### Short task:
Render the data as a JSON list of strings, one string per line with blank lines omitted, starting with the line that contains "indicate the dry grass, one dot per instance" and going on through the end of the data. Include only those lines.

(Stored data items)
________________

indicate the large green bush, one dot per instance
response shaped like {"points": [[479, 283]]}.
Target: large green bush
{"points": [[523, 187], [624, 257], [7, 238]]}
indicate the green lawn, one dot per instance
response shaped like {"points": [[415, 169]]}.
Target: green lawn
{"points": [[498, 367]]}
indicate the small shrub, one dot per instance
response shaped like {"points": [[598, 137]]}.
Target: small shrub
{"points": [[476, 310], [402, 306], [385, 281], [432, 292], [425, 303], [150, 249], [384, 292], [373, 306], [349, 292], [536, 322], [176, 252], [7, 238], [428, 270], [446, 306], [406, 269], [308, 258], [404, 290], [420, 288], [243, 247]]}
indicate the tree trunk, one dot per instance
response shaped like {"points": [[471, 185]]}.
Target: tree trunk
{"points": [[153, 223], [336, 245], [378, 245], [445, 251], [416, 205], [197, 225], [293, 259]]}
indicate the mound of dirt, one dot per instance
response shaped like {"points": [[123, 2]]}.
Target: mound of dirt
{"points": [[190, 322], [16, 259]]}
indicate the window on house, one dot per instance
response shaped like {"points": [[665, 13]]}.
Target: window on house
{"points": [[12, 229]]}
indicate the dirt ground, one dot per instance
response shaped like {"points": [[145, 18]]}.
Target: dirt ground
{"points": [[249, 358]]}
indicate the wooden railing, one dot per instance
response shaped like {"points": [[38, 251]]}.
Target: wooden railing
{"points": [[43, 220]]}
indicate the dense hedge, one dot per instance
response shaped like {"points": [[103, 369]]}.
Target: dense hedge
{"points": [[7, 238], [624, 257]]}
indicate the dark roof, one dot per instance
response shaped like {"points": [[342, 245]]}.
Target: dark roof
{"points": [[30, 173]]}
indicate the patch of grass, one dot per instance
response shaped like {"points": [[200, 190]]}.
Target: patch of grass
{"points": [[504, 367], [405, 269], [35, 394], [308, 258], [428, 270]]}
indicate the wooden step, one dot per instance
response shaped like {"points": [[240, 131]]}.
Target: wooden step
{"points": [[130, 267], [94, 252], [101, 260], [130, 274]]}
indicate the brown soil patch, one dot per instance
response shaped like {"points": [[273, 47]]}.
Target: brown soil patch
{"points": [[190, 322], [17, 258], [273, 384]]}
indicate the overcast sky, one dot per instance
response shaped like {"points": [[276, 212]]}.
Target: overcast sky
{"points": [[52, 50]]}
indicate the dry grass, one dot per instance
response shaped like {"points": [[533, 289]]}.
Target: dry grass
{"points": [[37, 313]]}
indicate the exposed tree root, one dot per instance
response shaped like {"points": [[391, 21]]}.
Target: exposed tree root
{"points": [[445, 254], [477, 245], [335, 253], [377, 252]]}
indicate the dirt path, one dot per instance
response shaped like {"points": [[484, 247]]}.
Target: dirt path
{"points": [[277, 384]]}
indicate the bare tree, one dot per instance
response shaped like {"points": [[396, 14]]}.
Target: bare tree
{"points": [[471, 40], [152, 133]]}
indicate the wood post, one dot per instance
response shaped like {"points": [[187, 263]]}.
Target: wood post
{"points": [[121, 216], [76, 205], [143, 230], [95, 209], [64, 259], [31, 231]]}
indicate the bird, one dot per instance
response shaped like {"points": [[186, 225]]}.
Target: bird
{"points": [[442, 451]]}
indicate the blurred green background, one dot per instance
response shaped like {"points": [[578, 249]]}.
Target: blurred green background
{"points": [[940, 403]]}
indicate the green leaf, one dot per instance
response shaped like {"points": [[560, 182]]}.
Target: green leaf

________________

### Expected answer:
[
  "indicate the dry grass, one dot per instance",
  "response shaped like {\"points\": [[533, 289]]}.",
  "Target: dry grass",
  "{\"points\": [[37, 313]]}",
  "indicate the exposed tree root, one dot per instance",
  "response shaped like {\"points\": [[391, 21]]}.",
  "Target: exposed tree root",
  "{\"points\": [[445, 254], [477, 245], [335, 253], [377, 252]]}",
  "indicate the dirt path, one dot per instance",
  "response shaped like {\"points\": [[484, 247]]}.",
  "Target: dirt path",
  "{\"points\": [[277, 384]]}",
  "indicate the bare tree, one dot per instance",
  "response shaped like {\"points\": [[396, 14]]}.",
  "Target: bare tree",
  "{\"points\": [[471, 40], [152, 133]]}",
  "indicate the wood post, one dot per instance",
  "response shaped like {\"points\": [[187, 263]]}.",
  "Target: wood post",
  "{\"points\": [[121, 216], [76, 205], [143, 230], [95, 209], [64, 259], [31, 231]]}",
  "indicate the bird, one dot per instance",
  "response shaped like {\"points\": [[186, 225]]}.",
  "Target: bird",
  "{\"points\": [[442, 451]]}",
  "indicate the blurred green background, one dot per instance",
  "response shaped like {\"points\": [[578, 249]]}.",
  "Target: blurred green background",
  "{\"points\": [[940, 403]]}",
  "indicate the green leaf, one dot per instance",
  "response shaped like {\"points\": [[560, 182]]}.",
  "Target: green leaf"
]